→ **Quoted passage**:
Almost all eukaryotic hosts harbor highly diverse microbial communities, and in many species, the symbiotic relationship between hosts and their microbiome is critical for healthy hosts. Experimental evolution offers a unique approach to follow (co)evolutionary dynamics of hosts and their symbionts under controlled laboratory conditions. At EPB, we adopt two experimental systems to elucidate the role of the microbiome in host performance. First, we study how the microbiome can enhance C. elegans performance under novel environments over evolutionary timescales. Second, we unravel the role of the microbiome in shaping responses to disease in Daphnia magna.

Symbiotic relationships are not restricted to eukaryotic hosts and their microbes. At EPB, we also study a large and diverse group of recently discovered symbionts belonging to the Archaea: a major but poorly investigated domain of life. Specifically, we investigate the role of archaeal symbionts in evolution and ecosystem functioning, using a variety of methodological approaches ranging from omics techniques to microscopy, cultivation, genetics and experimental evolution. With these methods, we aim to a) reconstruct early evolution and biodiversification with a focus on the role of microbial symbiosis in cellular evolution, b) assess the impact of novel archaeal symbionts on hosts in natural marine environments, and c) cultivate archaeal symbionts and study their evolution and cell biology and the molecular basis of symbiont-host interactions.

→ **Work order**:
Can you retype, word for word, the part of the symbiosis text that opens with the words containing "Symbiotic relationships are" and closes with "of symbiont-host interactions."?

→ **Excerpted data**:
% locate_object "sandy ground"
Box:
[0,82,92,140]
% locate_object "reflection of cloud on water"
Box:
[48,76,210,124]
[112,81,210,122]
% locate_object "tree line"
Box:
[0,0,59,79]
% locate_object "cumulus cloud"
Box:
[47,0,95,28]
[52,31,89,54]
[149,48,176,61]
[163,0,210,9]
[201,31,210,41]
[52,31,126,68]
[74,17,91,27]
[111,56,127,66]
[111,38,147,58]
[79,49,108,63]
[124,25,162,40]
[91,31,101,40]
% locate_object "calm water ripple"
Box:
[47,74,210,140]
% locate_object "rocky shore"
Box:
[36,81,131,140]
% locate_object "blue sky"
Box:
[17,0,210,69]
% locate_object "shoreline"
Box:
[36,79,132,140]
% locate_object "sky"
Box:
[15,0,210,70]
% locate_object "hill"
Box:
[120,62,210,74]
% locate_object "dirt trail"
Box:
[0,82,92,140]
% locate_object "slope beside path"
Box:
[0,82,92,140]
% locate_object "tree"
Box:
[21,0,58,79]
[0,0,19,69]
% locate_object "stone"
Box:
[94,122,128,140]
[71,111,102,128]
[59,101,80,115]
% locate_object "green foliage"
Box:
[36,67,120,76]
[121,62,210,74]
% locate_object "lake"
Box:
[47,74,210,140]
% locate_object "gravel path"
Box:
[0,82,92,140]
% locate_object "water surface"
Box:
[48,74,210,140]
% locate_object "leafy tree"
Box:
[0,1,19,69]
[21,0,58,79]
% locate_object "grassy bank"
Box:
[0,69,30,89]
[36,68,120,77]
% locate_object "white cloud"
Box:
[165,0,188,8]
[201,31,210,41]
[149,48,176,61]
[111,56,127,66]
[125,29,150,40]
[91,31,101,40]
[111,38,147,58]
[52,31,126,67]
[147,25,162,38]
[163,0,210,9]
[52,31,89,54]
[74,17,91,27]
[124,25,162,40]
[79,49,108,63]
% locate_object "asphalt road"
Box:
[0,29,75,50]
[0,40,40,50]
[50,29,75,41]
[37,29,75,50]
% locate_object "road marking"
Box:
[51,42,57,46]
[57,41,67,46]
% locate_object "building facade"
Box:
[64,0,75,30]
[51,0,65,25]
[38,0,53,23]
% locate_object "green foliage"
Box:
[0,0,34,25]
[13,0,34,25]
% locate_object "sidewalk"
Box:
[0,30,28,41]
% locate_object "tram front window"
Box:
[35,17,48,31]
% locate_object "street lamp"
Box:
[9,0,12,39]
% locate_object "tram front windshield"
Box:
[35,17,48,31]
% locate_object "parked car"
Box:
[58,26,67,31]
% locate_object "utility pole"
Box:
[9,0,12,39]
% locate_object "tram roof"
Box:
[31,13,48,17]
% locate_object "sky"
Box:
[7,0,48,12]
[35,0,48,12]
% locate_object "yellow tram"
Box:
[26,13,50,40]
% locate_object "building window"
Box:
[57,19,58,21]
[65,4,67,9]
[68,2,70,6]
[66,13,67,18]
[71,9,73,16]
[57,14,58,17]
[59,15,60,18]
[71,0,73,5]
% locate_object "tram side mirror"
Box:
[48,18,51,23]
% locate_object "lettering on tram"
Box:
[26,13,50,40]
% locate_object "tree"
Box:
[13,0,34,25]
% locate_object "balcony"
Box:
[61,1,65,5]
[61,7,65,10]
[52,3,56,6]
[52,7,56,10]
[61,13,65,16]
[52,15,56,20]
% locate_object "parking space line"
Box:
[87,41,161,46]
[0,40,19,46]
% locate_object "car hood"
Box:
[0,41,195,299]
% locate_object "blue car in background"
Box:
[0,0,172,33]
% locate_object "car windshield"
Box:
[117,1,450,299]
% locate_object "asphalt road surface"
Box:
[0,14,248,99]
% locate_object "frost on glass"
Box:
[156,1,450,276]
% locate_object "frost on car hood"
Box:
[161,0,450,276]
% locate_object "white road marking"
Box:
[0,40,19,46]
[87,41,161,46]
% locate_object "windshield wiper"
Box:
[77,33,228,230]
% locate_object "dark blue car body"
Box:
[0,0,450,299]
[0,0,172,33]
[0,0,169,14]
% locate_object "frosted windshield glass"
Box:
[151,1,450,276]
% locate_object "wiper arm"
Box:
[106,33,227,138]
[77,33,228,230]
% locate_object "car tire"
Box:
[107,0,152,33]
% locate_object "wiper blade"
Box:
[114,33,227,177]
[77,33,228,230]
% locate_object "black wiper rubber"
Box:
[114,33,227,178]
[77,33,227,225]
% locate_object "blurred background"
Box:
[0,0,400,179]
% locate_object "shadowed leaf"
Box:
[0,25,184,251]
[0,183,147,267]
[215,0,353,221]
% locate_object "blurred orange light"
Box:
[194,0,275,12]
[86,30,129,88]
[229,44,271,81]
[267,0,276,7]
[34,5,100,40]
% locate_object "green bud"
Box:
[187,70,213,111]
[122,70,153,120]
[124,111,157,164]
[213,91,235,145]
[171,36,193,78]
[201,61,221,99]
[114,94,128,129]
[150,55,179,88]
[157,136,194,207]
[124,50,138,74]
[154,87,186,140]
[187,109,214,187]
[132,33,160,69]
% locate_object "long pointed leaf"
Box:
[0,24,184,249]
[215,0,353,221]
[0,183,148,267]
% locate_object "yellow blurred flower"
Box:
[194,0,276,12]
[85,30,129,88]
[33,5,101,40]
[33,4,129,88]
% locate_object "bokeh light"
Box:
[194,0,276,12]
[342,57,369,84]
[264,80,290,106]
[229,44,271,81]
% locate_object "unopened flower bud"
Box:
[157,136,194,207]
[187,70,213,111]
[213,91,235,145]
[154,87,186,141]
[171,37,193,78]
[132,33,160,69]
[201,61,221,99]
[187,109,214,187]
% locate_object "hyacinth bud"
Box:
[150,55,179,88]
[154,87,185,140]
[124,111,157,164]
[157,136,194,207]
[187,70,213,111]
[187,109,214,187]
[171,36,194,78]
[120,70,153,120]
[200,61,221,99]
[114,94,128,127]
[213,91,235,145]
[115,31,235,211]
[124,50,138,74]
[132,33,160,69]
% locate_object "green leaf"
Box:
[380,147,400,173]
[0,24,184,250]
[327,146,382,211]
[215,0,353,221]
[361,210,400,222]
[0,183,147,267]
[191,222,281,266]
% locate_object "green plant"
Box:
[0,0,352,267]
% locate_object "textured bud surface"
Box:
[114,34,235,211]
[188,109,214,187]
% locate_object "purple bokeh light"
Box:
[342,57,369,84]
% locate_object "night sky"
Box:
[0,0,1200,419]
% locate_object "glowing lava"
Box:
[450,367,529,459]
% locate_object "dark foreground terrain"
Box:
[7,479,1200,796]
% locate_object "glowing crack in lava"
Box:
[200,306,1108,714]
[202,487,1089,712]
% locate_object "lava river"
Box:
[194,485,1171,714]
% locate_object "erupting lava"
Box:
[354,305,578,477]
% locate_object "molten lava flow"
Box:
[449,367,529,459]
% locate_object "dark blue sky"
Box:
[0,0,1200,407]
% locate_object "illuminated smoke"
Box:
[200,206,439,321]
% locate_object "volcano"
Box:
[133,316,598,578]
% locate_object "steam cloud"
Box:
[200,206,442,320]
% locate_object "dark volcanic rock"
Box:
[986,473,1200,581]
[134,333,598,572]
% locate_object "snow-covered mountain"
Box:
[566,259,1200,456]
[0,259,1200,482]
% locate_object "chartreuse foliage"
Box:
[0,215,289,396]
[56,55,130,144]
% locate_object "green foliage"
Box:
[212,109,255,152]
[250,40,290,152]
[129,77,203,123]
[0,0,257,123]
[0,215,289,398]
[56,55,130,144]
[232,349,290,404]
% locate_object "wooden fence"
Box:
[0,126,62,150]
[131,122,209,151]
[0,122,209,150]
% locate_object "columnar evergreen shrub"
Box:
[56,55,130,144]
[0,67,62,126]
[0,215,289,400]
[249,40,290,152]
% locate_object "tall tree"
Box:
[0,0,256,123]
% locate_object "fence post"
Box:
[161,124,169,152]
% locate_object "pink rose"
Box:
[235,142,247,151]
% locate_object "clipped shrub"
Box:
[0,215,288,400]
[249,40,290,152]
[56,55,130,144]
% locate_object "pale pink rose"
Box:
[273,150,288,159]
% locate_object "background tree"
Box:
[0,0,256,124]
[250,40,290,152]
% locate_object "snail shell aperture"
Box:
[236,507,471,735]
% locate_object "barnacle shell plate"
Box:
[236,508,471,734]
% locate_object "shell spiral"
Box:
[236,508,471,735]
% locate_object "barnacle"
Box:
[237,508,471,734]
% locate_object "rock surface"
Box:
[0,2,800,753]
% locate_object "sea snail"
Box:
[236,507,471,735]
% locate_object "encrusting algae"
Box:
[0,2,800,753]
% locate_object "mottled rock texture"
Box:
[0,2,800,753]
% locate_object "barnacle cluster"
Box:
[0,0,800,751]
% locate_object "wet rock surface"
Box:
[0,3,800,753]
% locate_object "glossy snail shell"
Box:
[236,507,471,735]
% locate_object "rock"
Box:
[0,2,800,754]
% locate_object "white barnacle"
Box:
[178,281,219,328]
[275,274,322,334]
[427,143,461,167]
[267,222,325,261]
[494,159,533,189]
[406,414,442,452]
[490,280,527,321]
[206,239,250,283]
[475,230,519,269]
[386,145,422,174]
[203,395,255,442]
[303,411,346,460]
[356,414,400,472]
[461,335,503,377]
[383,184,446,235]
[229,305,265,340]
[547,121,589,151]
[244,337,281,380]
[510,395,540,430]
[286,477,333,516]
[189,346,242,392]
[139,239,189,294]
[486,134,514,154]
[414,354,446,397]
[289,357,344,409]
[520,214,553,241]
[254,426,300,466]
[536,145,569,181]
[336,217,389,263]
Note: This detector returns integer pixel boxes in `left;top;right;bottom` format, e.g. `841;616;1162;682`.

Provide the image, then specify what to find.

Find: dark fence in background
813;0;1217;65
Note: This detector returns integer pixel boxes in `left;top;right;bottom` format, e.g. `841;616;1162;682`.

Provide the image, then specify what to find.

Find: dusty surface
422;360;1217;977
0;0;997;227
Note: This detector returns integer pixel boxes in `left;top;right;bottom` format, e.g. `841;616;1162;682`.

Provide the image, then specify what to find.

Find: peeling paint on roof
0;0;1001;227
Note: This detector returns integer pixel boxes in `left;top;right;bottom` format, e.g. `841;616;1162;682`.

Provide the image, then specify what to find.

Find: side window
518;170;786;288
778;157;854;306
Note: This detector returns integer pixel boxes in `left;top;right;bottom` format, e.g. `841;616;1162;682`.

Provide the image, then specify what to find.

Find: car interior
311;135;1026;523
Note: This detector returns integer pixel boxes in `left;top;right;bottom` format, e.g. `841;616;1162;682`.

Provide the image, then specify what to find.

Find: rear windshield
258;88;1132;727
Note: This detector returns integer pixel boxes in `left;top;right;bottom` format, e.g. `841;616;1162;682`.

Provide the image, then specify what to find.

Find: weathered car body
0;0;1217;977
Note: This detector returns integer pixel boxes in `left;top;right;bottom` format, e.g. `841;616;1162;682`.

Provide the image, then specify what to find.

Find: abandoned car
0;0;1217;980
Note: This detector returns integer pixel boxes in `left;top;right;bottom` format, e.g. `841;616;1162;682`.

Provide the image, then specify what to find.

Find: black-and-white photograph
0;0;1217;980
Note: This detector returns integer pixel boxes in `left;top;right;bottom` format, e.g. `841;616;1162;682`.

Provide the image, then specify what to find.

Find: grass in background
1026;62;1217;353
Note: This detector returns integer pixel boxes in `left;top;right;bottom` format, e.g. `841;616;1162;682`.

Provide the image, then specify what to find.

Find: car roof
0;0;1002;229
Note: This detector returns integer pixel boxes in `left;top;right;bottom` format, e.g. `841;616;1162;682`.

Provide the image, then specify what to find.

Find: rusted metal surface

→ **Answer space**:
Symbiotic relationships are not restricted to eukaryotic hosts and their microbes. At EPB, we also study a large and diverse group of recently discovered symbionts belonging to the Archaea: a major but poorly investigated domain of life. Specifically, we investigate the role of archaeal symbionts in evolution and ecosystem functioning, using a variety of methodological approaches ranging from omics techniques to microscopy, cultivation, genetics and experimental evolution. With these methods, we aim to a) reconstruct early evolution and biodiversification with a focus on the role of microbial symbiosis in cellular evolution, b) assess the impact of novel archaeal symbionts on hosts in natural marine environments, and c) cultivate archaeal symbionts and study their evolution and cell biology and the molecular basis of symbiont-host interactions.